_Task objective:_
Locate each line in the records below that contains the word "every" and copy those lines out in order.

_Provided records:_

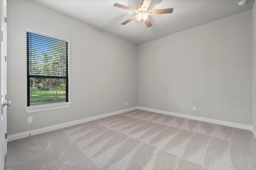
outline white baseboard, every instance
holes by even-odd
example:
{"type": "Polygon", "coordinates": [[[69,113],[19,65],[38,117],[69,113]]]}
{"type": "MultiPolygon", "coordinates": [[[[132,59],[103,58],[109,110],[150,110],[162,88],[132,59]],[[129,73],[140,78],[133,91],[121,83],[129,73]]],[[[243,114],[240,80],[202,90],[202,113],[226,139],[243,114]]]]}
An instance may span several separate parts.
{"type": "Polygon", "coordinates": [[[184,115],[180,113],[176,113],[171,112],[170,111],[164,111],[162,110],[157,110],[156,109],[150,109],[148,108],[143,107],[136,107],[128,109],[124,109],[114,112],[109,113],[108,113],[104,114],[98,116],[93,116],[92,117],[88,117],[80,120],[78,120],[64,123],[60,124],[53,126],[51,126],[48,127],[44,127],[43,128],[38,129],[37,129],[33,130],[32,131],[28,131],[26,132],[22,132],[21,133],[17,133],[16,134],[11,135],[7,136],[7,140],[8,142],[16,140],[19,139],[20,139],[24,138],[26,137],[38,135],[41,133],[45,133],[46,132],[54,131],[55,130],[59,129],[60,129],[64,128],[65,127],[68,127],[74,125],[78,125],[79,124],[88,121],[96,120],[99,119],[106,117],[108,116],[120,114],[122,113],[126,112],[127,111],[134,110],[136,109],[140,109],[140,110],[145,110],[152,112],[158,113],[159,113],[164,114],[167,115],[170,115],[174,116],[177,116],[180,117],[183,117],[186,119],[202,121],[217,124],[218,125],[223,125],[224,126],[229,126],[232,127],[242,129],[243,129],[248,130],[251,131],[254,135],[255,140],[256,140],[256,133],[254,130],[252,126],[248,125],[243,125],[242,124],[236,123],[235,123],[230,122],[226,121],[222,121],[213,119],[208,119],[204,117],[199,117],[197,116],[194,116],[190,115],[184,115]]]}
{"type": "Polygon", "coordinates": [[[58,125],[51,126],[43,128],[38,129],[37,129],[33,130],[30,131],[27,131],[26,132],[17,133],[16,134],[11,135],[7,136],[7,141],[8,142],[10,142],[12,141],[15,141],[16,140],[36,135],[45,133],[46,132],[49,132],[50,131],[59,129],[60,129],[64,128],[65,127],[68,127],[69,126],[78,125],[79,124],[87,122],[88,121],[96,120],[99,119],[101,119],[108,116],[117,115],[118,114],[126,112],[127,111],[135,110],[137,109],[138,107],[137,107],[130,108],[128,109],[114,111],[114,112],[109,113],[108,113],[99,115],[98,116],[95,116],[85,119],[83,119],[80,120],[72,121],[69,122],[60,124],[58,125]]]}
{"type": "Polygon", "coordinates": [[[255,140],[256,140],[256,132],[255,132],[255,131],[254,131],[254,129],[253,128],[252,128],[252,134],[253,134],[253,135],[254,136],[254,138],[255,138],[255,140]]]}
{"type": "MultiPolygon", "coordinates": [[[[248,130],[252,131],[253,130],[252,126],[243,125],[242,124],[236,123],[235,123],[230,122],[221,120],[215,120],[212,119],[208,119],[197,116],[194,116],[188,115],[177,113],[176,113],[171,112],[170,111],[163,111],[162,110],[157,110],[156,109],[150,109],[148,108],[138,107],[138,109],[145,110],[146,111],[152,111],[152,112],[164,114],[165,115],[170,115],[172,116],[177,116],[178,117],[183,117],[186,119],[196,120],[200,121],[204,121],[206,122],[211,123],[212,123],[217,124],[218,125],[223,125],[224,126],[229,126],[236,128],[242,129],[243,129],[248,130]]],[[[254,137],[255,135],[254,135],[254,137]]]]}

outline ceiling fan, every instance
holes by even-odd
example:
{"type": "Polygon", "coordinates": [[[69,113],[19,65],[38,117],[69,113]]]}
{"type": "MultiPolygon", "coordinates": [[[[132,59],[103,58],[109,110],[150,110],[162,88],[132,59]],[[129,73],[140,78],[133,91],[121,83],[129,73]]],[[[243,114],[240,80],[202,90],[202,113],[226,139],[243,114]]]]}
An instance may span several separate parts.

---

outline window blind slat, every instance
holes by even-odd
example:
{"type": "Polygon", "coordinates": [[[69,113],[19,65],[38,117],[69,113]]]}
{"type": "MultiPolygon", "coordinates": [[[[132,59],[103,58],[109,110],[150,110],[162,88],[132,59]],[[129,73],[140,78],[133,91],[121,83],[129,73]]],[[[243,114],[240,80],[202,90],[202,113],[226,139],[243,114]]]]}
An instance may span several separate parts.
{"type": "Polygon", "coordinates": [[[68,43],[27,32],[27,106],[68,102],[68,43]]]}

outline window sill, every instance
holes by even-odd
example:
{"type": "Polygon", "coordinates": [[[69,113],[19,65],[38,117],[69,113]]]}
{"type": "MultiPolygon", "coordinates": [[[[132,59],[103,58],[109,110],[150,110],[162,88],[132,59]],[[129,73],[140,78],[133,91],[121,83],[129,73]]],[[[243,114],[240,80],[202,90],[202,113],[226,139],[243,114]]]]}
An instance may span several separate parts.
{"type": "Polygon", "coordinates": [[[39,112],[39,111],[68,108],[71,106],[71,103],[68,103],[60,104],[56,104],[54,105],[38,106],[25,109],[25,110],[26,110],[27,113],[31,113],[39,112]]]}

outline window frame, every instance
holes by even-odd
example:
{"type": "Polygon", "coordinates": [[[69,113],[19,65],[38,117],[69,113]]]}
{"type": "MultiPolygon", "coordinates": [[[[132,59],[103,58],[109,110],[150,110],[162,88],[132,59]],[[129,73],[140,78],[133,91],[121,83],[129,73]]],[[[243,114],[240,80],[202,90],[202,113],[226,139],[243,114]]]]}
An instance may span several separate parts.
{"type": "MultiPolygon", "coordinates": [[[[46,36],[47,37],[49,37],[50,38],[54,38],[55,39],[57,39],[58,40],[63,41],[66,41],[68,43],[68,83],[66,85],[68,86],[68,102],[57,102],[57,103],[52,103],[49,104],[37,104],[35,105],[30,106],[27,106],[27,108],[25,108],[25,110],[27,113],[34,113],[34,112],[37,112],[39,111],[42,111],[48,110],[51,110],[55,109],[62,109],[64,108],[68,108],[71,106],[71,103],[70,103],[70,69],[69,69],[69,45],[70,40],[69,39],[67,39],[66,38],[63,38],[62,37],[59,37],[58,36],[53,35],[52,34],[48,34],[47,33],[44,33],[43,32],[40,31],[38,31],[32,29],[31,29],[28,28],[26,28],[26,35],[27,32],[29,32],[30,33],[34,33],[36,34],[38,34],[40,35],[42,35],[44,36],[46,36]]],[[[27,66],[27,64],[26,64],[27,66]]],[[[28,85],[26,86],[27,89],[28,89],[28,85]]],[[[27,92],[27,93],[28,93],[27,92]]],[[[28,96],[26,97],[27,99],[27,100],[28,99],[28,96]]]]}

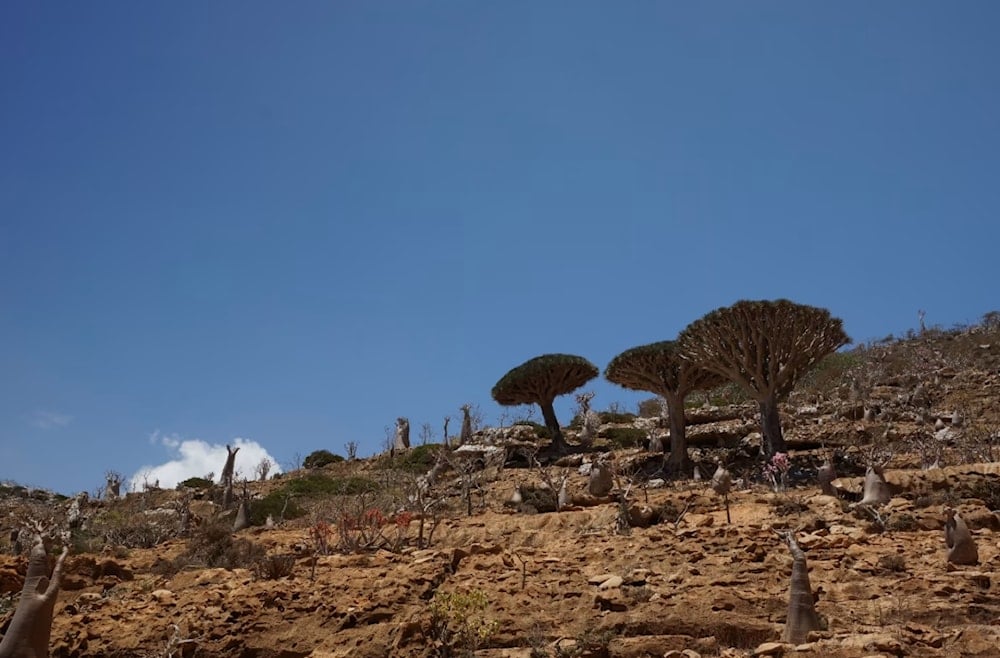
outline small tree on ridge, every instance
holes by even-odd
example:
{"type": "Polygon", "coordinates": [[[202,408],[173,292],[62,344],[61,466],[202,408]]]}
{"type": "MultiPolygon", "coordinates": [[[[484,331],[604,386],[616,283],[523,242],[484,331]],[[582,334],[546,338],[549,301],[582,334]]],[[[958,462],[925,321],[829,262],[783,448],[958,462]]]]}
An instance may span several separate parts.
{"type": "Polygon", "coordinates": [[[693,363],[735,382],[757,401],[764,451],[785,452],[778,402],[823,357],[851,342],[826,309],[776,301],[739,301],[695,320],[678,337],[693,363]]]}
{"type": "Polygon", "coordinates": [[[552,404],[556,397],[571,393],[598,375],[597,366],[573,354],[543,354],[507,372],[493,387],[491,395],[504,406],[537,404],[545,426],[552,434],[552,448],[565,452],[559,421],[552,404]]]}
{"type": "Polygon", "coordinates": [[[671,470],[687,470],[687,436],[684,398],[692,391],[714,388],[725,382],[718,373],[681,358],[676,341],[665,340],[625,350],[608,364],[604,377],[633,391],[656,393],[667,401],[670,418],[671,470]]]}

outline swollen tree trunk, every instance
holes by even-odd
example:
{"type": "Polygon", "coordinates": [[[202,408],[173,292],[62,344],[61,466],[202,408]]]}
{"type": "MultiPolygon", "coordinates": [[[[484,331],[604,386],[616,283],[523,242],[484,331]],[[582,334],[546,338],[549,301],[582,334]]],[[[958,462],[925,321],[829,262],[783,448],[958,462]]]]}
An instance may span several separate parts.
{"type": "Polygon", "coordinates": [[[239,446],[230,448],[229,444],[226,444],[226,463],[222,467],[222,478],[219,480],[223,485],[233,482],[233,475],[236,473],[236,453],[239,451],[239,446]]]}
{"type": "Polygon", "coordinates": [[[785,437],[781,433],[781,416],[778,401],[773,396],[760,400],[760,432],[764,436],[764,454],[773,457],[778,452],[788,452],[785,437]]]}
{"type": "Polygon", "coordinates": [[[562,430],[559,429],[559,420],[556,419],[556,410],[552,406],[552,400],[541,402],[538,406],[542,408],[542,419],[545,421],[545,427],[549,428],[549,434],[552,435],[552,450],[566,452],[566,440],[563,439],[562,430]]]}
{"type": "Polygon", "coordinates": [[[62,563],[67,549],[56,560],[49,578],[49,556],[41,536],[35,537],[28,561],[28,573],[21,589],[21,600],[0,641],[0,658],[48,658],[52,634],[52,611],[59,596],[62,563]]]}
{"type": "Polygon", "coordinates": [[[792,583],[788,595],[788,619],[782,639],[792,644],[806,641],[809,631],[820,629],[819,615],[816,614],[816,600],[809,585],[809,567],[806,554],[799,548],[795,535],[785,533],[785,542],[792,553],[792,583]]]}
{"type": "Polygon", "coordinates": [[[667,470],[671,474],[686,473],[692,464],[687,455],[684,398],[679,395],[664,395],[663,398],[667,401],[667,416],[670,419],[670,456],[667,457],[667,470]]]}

_Answer to this task:_
outline white baseboard, every instance
outline ceiling fan, every instance
outline window blind slat, every instance
outline window sill, every instance
outline window frame, every instance
outline small tree on ridge, every instance
outline swollen tree trunk, every instance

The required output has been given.